+++ DATA SUPPLIED

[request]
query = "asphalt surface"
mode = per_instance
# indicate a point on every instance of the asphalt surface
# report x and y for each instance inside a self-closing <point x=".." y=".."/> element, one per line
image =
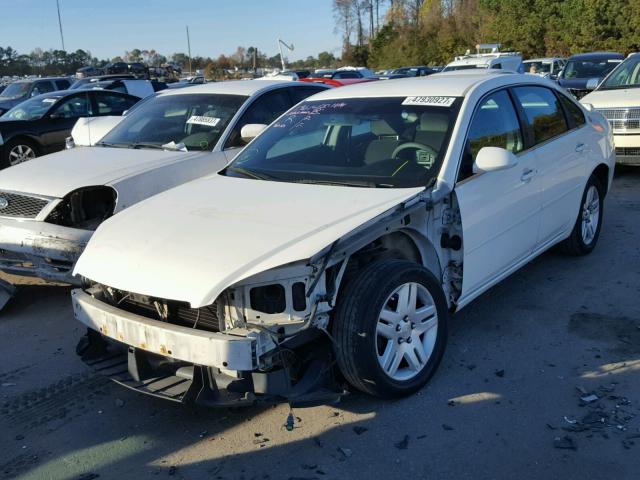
<point x="507" y="394"/>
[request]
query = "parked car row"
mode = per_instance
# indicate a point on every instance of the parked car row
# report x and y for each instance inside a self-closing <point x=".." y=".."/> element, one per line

++++++

INSTRUCTION: Rewrite all of the records above, requests included, increasing every x and y coordinate in the answers by 65. Leave the pictures out.

TASK ANSWER:
[request]
query = "asphalt surface"
mode = per_instance
# indicate a point on every instance of the asphalt surface
# report x and y for each instance inside a self-closing <point x=".." y=".."/> element, one per line
image =
<point x="572" y="459"/>
[request]
query = "parked car row"
mode = per_instance
# indicate a point on every instance of the parked car row
# report x and y for each instance inside a self-closing <point x=".." y=".."/> element, one per line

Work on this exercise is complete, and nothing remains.